> **YOUR TASK**
Reproduce each record exactly. The pictures should be skipped.

> **SOURCE INFORMATION**
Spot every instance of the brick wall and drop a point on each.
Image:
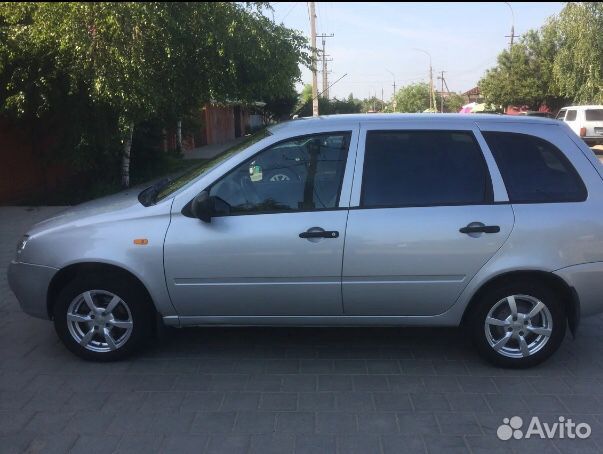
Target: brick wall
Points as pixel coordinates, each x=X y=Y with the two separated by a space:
x=23 y=171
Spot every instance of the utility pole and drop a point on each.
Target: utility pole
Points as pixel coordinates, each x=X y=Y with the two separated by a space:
x=394 y=96
x=325 y=71
x=432 y=102
x=442 y=91
x=512 y=35
x=314 y=76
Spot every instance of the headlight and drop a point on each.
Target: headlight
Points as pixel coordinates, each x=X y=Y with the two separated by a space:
x=21 y=245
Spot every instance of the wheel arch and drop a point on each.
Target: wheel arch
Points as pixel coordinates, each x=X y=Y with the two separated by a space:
x=568 y=293
x=70 y=272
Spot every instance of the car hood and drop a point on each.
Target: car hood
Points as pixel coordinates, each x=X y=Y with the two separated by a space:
x=118 y=206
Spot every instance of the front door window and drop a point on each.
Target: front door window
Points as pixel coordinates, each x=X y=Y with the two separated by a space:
x=301 y=174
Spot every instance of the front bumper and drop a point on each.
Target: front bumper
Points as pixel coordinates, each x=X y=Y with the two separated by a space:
x=30 y=284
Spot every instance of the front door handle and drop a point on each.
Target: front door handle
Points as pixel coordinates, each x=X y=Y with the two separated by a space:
x=314 y=232
x=478 y=227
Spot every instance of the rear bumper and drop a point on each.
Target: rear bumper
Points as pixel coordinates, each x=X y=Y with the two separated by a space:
x=30 y=284
x=587 y=281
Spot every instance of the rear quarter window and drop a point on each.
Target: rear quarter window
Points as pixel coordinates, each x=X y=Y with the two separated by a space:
x=571 y=115
x=534 y=170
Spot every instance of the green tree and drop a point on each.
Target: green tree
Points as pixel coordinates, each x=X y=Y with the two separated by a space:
x=138 y=61
x=578 y=64
x=413 y=98
x=523 y=75
x=453 y=102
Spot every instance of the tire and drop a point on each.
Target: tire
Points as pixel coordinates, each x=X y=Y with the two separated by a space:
x=129 y=323
x=529 y=297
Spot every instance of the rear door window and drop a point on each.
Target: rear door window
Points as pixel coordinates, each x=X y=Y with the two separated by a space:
x=424 y=168
x=594 y=114
x=534 y=170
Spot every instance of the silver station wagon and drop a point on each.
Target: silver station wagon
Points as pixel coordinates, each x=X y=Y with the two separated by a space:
x=491 y=223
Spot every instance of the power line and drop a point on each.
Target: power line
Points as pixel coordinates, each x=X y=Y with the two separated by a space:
x=289 y=12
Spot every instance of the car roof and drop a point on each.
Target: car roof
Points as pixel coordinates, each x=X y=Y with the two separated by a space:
x=346 y=120
x=591 y=106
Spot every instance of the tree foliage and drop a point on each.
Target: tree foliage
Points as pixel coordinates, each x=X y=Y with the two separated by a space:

> **RESULT FOR THIS TASK**
Spot every instance of the brick wall and drop a point on each.
Image:
Target: brick wall
Points as pixel coordinates, each x=X y=Y with the two separated by a space:
x=23 y=171
Spot every instance of the utility pole and drop a point on each.
Target: utility pole
Points as pixel coordinates, each x=X y=Y with the two separated by a space:
x=394 y=96
x=325 y=71
x=432 y=102
x=442 y=91
x=512 y=35
x=314 y=76
Spot every instance of the headlight and drop a point on each.
Target: headlight
Points as pixel coordinates, each x=X y=Y with the two separated by a space:
x=21 y=245
Spot every instance of the wheel arch and drop a point on each.
Target: wheel arch
Points as pixel coordinates, each x=X y=Y with the two separated by a space:
x=568 y=293
x=70 y=272
Spot every instance of the car hood and drop a point on each.
Target: car hood
Points as pixel coordinates, each x=X y=Y with the two separated by a space:
x=118 y=206
Spot every instance of the front door window and drop a point on each.
Target: front door window
Points as pixel coordinates, each x=X y=Y with the two separated by a space:
x=301 y=174
Spot every instance of the front bumper and drop a point on each.
Target: front bumper
Points as pixel coordinates, each x=X y=Y with the two separated by a space:
x=30 y=284
Spot every instance of the front door handle and drop a point on each.
Target: front door handle
Points as pixel coordinates, each x=X y=Y with the two separated by a space:
x=314 y=232
x=478 y=227
Spot every instance of the rear bumper and drop a point on each.
Target: rear bumper
Points as pixel coordinates, each x=X y=Y with the two separated by a space:
x=30 y=284
x=587 y=281
Spot every instance of the rear quarter window and drop a point on each.
Target: rear quarter window
Points as pixel coordinates, each x=X y=Y with the two separated by a space:
x=571 y=115
x=534 y=170
Spot every instance of the green tree and drop a point on each.
Target: green tree
Points as pixel coordinates, each x=X y=Y with the two separated by a space:
x=138 y=61
x=578 y=64
x=413 y=98
x=523 y=75
x=453 y=102
Spot every instance of the tire and drop a point on each.
Target: tire
Points as pixel coordinates, each x=X y=Y with the two separated by a space:
x=129 y=323
x=529 y=297
Spot every instance of the rear door window and drop a point on each.
Target: rear door window
Points as pixel coordinates, each x=X y=Y with the two separated by a space:
x=424 y=168
x=594 y=114
x=534 y=170
Spot every instance of the silver station wagon and drop a point on each.
Target: silver station wagon
Points as pixel coordinates, each x=X y=Y with the two separated by a space:
x=491 y=223
Spot every instance of the power line and drop a point on each.
Target: power line
Points as pixel coordinates, each x=X y=Y with the two separated by a space:
x=289 y=12
Spot every instance of the car roof and drop a point on each.
Target: car roof
Points as pixel coordinates, each x=X y=Y with the two separated by a space:
x=346 y=120
x=591 y=106
Spot every instance of the tree foliage and drop a point on each.
Target: tree foliage
Points as pixel coordinates, each x=X y=Y with the two separated by a space:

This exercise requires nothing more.